# Brief:
Print all of the data exactly as written.
Material shown: Begin
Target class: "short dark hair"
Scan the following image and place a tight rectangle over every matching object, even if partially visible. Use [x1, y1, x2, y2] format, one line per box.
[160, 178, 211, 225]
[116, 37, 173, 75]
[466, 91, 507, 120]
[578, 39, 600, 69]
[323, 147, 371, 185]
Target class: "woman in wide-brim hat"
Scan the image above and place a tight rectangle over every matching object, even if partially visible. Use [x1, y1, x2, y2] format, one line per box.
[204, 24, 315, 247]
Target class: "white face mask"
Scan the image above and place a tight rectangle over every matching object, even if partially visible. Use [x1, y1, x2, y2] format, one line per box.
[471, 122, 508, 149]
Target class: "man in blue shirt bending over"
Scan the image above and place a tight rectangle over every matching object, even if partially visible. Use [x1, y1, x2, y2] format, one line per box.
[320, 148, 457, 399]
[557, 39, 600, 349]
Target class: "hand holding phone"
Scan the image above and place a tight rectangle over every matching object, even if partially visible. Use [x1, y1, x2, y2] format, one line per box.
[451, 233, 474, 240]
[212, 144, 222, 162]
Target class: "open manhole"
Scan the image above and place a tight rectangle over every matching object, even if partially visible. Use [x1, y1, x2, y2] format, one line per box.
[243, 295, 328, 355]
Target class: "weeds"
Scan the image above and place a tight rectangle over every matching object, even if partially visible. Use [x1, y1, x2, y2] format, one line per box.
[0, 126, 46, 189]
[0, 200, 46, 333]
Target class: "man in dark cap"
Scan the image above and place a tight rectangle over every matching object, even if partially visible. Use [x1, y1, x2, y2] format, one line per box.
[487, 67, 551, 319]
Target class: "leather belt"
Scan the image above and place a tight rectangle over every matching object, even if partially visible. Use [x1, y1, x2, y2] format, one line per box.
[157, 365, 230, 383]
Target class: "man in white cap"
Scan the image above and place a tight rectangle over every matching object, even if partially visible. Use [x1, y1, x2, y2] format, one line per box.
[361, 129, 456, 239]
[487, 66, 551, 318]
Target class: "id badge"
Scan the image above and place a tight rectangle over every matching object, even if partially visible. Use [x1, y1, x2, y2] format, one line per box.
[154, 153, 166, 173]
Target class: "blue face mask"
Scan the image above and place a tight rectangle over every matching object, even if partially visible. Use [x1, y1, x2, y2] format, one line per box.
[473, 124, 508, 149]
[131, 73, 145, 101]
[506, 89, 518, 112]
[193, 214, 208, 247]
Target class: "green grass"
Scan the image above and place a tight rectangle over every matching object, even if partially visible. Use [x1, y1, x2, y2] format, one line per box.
Material shown: End
# Task answer:
Target class: "short dark hair"
Scan the following image and place a tight rectangle over every matching object, even if partially visible. Use [x1, y1, x2, y2] format, one line per box.
[160, 178, 211, 225]
[116, 37, 173, 75]
[466, 91, 507, 120]
[578, 39, 600, 69]
[323, 147, 371, 185]
Target class: "woman in wide-brim hat"
Scan the image above and place a tight rectangle over every matching object, even if partially visible. Use [x1, y1, x2, y2] format, one line per box.
[204, 24, 315, 247]
Target class: "white face mask"
Scan the image above and place a tight rectangle over every matching object, even if partially visible. Use [x1, y1, x2, y2] format, one line per box.
[471, 122, 508, 149]
Target class: "man in blue shirt bending over"
Scan the image above and place a tight rectangle over every matching object, even if partially visible. Use [x1, y1, x2, y2] format, one line per box.
[320, 148, 457, 399]
[557, 39, 600, 349]
Target class: "hand holding phone"
Scan the image above and place a tight rectangle over every matching object, even if partially visible. Use [x1, y1, x2, y2] format, one line per box.
[451, 233, 474, 240]
[212, 144, 222, 162]
Target class: "open manhole"
Scan the image above and place a tight rectangle over every matching object, even if partially visible. Use [x1, y1, x2, y2] format, one line per box.
[243, 295, 328, 355]
Target class: "weeds"
Scan the image above and place a tight rectangle over every matching object, even if partially visible. Use [x1, y1, x2, y2] format, one line per box.
[0, 126, 46, 189]
[0, 200, 46, 333]
Target class: "man in dark cap"
Scan the image above and place a tight rectangle over every matching object, even if partially visible. Use [x1, y1, x2, y2] format, one line per box.
[487, 67, 551, 319]
Target class: "leather belt"
Scan the image above and place a tight rectangle over every matching object, even if partially visible. Use [x1, y1, x2, y2] format, one line per box.
[157, 365, 230, 383]
Target class: "man in white cap"
Scan the image above and place a tight rectangle over every matching object, even if partially visible. Use [x1, y1, x2, y2] format, one line per box.
[361, 129, 456, 239]
[487, 66, 551, 318]
Target class: "id badge"
Scan the image above and place a tight rectangle over every matching object, even if partially visible. Use [x1, y1, x2, y2] format, one line per box.
[154, 153, 166, 173]
Target class: "blue face mask"
Scan the image above and place a tight rectangle over every matching object, even if partially visible. Use [x1, y1, x2, y2] format, one line per box.
[473, 124, 508, 149]
[131, 73, 145, 101]
[506, 89, 518, 112]
[193, 214, 208, 247]
Target class: "green grass"
Scan the image above and place a tight rectangle over every matching object, even if partially visible. Use [x1, y1, x2, y2] format, one line per box.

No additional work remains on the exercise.